→ What to produce: Count the lines in the entries below that contain the string "dark", with case counting, and give only the number.

→ Dataset rows:
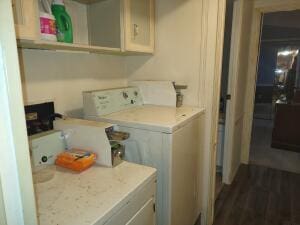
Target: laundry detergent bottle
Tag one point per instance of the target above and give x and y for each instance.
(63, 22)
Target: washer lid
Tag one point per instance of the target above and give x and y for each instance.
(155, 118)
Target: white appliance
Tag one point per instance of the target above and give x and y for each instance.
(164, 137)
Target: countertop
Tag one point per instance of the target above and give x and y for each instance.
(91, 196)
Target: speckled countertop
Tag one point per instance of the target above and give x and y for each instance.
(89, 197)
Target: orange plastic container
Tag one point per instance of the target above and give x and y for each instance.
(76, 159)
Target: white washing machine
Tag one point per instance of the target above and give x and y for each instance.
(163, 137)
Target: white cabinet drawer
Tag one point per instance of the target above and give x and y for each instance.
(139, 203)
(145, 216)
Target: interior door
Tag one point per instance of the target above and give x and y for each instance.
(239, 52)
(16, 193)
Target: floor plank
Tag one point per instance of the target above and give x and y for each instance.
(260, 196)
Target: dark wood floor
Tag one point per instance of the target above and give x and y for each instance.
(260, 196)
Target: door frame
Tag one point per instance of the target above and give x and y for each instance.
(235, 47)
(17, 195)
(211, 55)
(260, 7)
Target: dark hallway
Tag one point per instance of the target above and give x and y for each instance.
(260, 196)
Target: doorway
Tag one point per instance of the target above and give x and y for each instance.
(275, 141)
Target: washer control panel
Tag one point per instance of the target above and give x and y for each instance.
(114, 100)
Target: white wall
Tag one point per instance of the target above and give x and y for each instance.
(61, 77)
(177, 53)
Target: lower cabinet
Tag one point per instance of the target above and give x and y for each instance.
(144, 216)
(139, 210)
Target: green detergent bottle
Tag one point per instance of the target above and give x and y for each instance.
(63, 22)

--

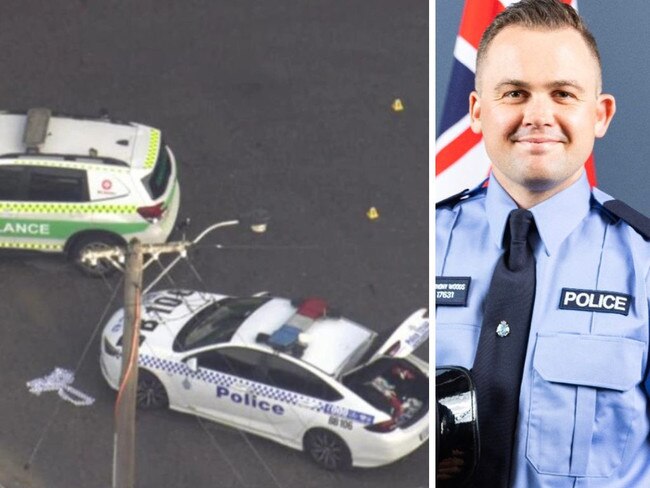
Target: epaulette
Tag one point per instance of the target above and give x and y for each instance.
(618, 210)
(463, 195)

→ Solution for this task: 2